## begin Data shown
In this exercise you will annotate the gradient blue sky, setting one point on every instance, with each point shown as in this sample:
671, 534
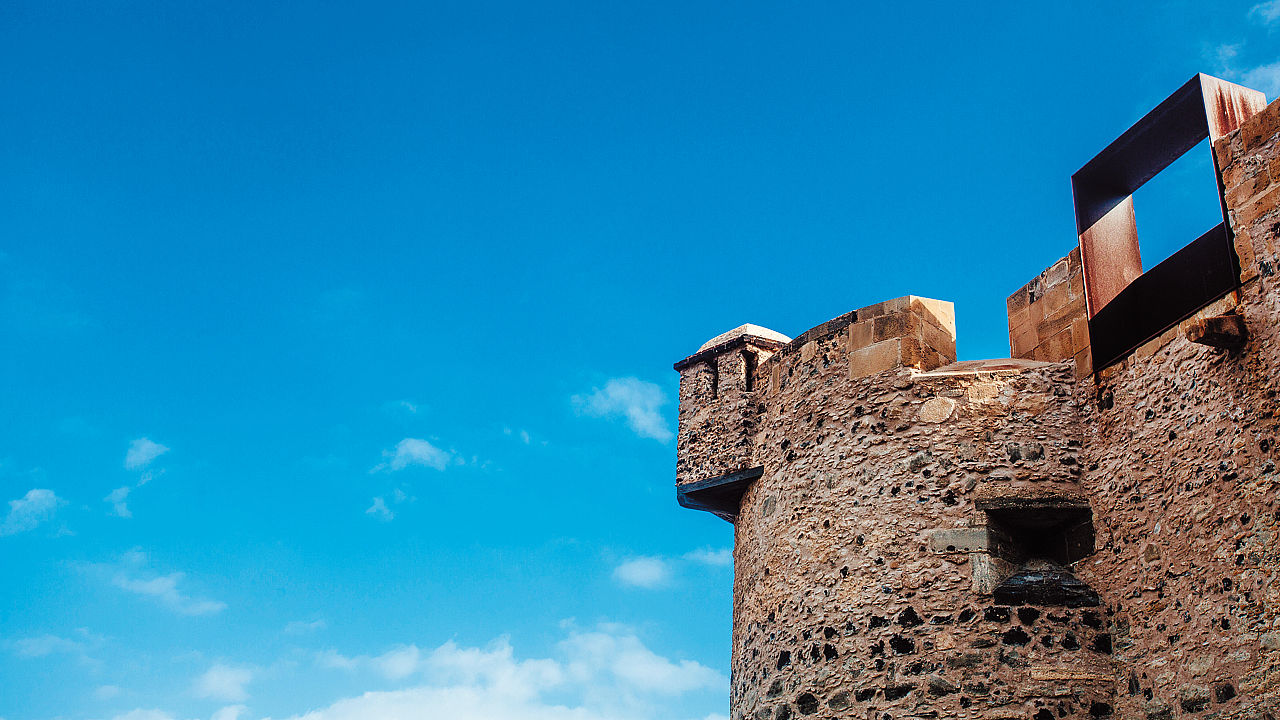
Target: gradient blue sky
338, 337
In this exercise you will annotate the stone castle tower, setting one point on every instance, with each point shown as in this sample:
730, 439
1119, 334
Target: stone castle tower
1088, 529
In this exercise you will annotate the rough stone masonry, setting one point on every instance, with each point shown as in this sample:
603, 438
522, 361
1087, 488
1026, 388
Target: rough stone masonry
1025, 538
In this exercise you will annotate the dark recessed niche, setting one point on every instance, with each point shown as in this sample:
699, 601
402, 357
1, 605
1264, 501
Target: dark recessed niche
1042, 537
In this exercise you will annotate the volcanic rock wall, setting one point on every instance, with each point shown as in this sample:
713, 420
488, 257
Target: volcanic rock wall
1008, 538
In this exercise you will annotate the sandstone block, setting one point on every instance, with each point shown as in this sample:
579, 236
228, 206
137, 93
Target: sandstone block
937, 409
860, 335
874, 358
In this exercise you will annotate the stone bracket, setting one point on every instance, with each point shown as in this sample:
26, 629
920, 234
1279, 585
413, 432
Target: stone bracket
1221, 331
720, 496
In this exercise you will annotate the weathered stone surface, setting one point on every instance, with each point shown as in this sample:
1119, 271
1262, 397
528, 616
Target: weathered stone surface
886, 561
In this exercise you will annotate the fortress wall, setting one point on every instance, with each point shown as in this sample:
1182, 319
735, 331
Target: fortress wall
1180, 454
872, 548
718, 413
863, 569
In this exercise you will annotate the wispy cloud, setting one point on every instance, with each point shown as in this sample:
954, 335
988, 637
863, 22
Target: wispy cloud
1232, 58
1264, 77
721, 557
643, 573
30, 510
1267, 13
411, 452
224, 683
379, 510
229, 712
132, 575
636, 401
304, 628
50, 645
522, 434
141, 452
394, 664
600, 674
118, 497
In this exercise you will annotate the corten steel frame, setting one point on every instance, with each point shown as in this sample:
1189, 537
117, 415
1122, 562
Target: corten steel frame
1127, 306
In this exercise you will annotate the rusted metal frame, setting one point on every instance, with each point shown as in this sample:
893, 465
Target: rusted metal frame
1205, 106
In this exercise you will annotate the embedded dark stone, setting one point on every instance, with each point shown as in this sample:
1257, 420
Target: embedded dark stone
1194, 703
901, 646
941, 686
967, 660
909, 619
897, 692
1016, 636
996, 614
1041, 582
1102, 643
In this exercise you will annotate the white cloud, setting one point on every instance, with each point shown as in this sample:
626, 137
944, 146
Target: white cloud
400, 662
722, 557
1264, 77
1266, 12
118, 497
380, 511
636, 401
30, 510
224, 682
635, 665
394, 664
141, 452
129, 574
415, 451
50, 645
46, 645
302, 628
144, 715
643, 572
603, 674
233, 712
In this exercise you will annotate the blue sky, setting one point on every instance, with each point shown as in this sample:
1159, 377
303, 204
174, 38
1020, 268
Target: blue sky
339, 337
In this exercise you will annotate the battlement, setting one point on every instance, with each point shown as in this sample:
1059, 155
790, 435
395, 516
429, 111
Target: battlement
1086, 529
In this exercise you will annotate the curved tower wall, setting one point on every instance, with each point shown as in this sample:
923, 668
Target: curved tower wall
894, 510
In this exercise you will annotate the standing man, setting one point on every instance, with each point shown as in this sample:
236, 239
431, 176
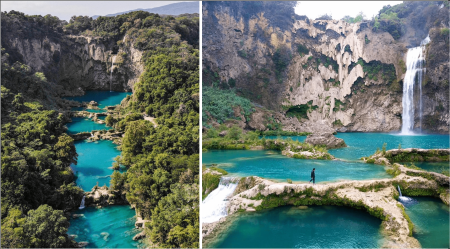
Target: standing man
313, 176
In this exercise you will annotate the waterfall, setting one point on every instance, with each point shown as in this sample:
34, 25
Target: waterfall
110, 78
82, 203
414, 66
214, 206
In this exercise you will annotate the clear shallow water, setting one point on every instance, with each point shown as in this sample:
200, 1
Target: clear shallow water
95, 161
295, 138
80, 124
273, 165
88, 110
365, 144
108, 227
431, 221
315, 227
103, 98
437, 167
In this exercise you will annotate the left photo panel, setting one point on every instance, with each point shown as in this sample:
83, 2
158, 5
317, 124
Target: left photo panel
100, 124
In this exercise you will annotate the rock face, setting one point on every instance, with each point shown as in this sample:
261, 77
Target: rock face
362, 193
73, 62
101, 196
327, 139
324, 70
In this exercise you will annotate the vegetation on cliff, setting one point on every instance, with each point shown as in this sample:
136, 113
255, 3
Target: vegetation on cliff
162, 161
234, 138
36, 153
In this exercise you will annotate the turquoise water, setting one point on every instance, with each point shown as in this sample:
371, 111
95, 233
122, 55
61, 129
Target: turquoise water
273, 165
315, 227
108, 227
95, 160
84, 125
365, 144
295, 138
437, 167
88, 110
103, 98
431, 221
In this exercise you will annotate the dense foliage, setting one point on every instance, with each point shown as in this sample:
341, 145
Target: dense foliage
419, 15
162, 178
218, 104
37, 183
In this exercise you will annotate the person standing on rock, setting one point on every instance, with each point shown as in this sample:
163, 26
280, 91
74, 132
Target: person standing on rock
313, 176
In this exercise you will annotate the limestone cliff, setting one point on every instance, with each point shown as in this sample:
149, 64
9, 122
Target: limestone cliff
322, 75
74, 62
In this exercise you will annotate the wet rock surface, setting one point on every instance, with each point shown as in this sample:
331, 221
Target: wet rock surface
325, 139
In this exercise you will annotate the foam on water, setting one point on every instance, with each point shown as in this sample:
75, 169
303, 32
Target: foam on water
414, 70
214, 206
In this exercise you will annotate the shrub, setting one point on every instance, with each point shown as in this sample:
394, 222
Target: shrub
220, 103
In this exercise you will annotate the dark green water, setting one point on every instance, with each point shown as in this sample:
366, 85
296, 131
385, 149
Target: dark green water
431, 221
273, 165
103, 98
315, 227
108, 227
84, 125
95, 161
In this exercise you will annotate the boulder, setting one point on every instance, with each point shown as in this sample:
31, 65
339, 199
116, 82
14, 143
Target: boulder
327, 139
93, 103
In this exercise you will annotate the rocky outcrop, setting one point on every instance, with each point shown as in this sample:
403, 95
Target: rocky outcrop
378, 197
74, 63
140, 223
325, 139
409, 155
102, 196
140, 235
322, 75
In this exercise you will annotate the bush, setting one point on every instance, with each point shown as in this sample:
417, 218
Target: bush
220, 103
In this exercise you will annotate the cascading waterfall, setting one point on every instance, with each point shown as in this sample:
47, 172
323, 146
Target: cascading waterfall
214, 206
110, 78
82, 203
414, 66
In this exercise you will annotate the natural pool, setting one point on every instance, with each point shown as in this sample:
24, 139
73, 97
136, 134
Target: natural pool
273, 165
103, 98
315, 227
88, 110
438, 167
108, 227
431, 221
80, 124
365, 144
95, 161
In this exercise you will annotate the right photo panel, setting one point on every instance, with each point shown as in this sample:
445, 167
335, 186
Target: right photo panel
325, 124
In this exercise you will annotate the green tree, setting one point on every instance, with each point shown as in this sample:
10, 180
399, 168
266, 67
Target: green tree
65, 150
47, 228
13, 235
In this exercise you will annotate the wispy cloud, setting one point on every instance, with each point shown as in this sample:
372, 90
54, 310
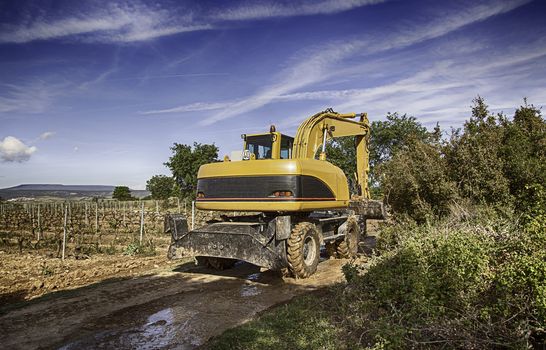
## end Data shown
Goal - Pick out every line of the rows above that contains the word "outcrop", and treat uppercase and lowercase as different.

Answer -
In this exercise you will annotate the rocky outcrop, setting one point on every instance, with each point shown as in this sample:
Target: rocky outcrop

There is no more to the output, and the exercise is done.